Restate the listing that follows word for word, without its pictures.

# [DATA FOR PROCESSING]
------------------------

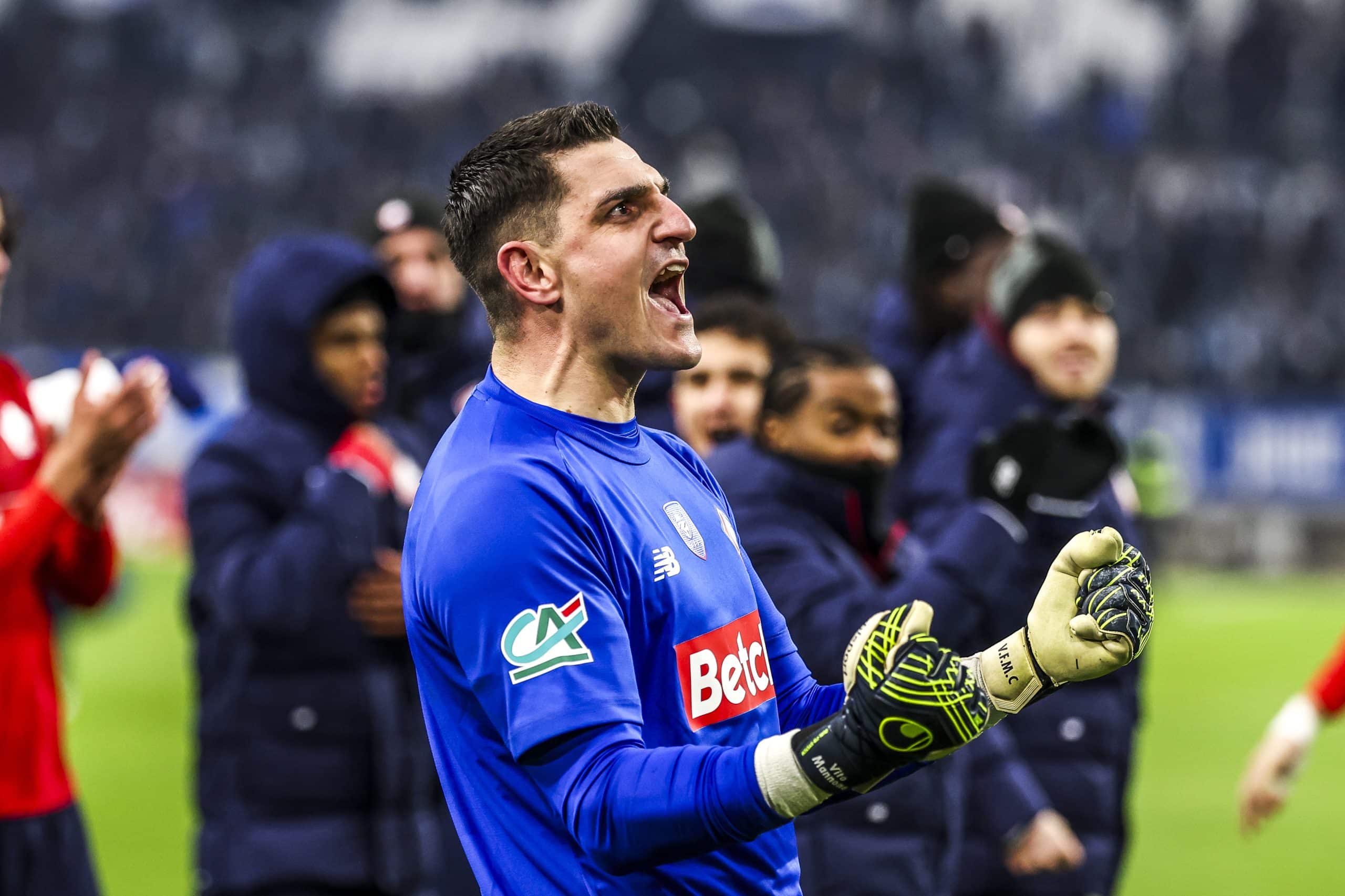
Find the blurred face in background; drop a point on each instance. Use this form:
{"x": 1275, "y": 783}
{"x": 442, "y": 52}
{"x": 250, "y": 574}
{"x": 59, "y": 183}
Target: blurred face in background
{"x": 619, "y": 257}
{"x": 351, "y": 357}
{"x": 964, "y": 291}
{"x": 421, "y": 272}
{"x": 1068, "y": 346}
{"x": 848, "y": 419}
{"x": 721, "y": 397}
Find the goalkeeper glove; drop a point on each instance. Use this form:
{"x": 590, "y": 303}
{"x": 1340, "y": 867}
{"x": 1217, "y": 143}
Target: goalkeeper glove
{"x": 907, "y": 700}
{"x": 1093, "y": 615}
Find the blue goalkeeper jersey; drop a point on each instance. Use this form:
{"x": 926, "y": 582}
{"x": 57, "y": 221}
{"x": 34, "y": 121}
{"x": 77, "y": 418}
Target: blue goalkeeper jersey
{"x": 567, "y": 576}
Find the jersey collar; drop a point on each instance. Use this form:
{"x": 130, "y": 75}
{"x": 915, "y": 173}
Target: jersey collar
{"x": 618, "y": 440}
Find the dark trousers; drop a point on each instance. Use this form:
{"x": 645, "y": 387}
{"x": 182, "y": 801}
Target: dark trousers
{"x": 46, "y": 855}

------------------------

# [OUTPUT FOR THIS TASK]
Find the blurred face in background; drop a point on each instance. Use this form:
{"x": 1275, "y": 783}
{"x": 442, "y": 52}
{"x": 250, "y": 574}
{"x": 59, "y": 183}
Target: blurred face in background
{"x": 619, "y": 257}
{"x": 351, "y": 357}
{"x": 964, "y": 291}
{"x": 421, "y": 272}
{"x": 1068, "y": 346}
{"x": 848, "y": 419}
{"x": 721, "y": 397}
Find the goalkeeper glove; drop a point on each instance. Use this form:
{"x": 590, "y": 303}
{"x": 1340, "y": 867}
{"x": 1217, "y": 143}
Target: goalkeeper glove
{"x": 907, "y": 700}
{"x": 1093, "y": 615}
Find the blue goalkeeper jersey; drop a point on each instance. Use this form:
{"x": 926, "y": 582}
{"x": 57, "y": 221}
{"x": 34, "y": 121}
{"x": 77, "y": 418}
Target: blue goalkeeper jersey
{"x": 567, "y": 576}
Find the jersey collar; drop a point on each instance. Use this form:
{"x": 130, "y": 75}
{"x": 915, "y": 173}
Target: jersey collar
{"x": 618, "y": 440}
Find the dark trousers; drop a point on each instance. Use this form:
{"x": 645, "y": 387}
{"x": 182, "y": 801}
Target: dark trousers
{"x": 46, "y": 855}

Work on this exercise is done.